— BEGIN Extracted text —

Thomas Cole
(American, 1801–1848)
Biography
Thomas Cole was an English-born American painter who founded the Hudson River School. The artist’s light-filled panoramic scenes often contained biblical or literary subjects, as seen in his pious series of paintings The Voyage of Life (1840). “The sky is the soul of all scenery. It makes the earth lovely at sunrise and splendid at sunset,” he once mused. “In the one it breathes over the earth a crystal-like ether, in the other a liquid gold.” Born on February 1, 1801 in Bolton, United Kingdom, he and his family emigrated to America when he was 17 years old. Soon after his arrival, Cole began painting portraits, genre scenes, and landscapes, leaving a job with his father’s business to pursue an art education in Philadelphia. Settling in New York in 1825, he fell into a milieu of artists and writers that included John Trumbull, Asher Brown Durand, and James Fenimore Cooper. Cole would go on to help found the National Academy of Design only a year later. In 1829, the artist made his first of two trips to Italy, producing oil sketches of Roman ruins, Mt. Etna, and the pastoral countryside. In the following two decades, the painter created some of his seminal works such as The Oxbow (1836). Basing his studio in the Catskill Mountains, Cole took on his first and only student in 1844, the talented young painter Frederic Edwin Church. His disciple Church went on to become one of the most prominent members of the Hudson River School. The artist died on February 11, 1848 in Catskill, NY. Today, his works are held in the collections of the Metropolitan Museum of Art in New York, the National Gallery in Washington, D.C., and the Museum of Fine Arts in Boston, among others.

— END Extracted text —
— BEGIN Given data —

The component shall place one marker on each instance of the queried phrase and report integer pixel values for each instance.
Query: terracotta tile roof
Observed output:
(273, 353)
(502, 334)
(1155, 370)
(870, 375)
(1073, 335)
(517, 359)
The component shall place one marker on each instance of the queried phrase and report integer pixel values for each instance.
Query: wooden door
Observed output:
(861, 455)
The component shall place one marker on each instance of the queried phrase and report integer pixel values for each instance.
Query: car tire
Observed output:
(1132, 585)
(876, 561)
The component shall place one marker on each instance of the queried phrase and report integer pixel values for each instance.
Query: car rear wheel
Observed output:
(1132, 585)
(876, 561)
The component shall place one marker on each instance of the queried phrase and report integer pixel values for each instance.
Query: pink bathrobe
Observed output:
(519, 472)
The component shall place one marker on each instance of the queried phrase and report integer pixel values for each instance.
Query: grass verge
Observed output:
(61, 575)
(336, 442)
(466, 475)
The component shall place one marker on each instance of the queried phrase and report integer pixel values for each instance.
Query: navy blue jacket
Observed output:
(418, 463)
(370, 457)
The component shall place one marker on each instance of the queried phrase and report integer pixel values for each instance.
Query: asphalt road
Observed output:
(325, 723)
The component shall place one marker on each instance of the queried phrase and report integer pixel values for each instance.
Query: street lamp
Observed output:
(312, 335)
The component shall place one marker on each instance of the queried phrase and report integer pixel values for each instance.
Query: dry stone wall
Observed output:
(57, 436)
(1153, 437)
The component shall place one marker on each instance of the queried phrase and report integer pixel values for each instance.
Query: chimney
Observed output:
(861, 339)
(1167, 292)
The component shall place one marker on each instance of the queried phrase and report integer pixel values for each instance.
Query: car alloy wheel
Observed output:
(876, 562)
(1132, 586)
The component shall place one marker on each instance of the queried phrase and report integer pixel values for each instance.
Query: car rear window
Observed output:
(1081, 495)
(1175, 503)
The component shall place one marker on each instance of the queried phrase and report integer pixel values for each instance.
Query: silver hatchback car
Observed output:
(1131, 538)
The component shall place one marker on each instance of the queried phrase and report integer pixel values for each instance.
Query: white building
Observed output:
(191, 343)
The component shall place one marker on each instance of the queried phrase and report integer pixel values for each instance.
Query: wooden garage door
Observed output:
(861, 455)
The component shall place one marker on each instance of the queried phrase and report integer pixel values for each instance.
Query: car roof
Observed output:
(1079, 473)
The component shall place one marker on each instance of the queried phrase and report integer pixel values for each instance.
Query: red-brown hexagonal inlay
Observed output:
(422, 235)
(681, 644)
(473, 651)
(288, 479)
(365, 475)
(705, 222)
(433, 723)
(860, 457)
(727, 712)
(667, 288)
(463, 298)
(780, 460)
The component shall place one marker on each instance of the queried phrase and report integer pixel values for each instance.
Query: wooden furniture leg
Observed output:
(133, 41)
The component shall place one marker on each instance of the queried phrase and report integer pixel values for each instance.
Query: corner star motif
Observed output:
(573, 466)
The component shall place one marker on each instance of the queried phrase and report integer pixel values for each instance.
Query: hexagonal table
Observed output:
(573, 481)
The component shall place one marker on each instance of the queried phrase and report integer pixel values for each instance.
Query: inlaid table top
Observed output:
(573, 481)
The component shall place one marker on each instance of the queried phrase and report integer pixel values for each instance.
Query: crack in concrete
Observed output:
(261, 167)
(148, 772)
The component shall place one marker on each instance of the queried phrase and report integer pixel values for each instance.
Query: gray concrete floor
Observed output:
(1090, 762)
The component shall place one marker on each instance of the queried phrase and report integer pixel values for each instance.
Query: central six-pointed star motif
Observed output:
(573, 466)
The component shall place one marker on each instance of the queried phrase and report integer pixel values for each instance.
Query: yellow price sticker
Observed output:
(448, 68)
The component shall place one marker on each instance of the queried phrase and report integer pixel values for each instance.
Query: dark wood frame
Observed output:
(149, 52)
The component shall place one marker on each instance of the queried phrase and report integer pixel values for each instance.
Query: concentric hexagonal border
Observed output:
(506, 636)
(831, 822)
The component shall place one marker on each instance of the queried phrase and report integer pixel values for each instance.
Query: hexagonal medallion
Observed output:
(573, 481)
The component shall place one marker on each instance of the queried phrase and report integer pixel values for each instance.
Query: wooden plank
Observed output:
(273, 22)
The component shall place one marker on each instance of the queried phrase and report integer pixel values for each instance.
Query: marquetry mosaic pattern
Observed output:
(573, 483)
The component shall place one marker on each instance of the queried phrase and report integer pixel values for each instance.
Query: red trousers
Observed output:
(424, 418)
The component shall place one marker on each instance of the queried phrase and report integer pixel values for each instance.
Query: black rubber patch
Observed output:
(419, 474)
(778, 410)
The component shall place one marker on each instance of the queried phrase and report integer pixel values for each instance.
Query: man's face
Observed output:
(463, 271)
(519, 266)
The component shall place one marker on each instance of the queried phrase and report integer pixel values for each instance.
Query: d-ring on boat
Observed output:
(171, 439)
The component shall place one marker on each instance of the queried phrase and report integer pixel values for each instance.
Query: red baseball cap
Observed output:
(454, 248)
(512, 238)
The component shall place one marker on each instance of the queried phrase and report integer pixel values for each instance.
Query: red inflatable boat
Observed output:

— END Given data —

Tasks to carry out:
**1)** Answer these from the Thomas Cole biography:
(a) In what year did Cole settle in New York?
(b) Who was Cole's first and only student?
(c) Where was Cole born?
**2)** Pull out every line of the records that contains the word "door".
The Thomas Cole biography and the records come from unrelated sources.

Results:
**1)**
(a) 1825
(b) Frederic Edwin Church
(c) Bolton, United Kingdom

**2)**
Query: wooden door
Query: wooden garage door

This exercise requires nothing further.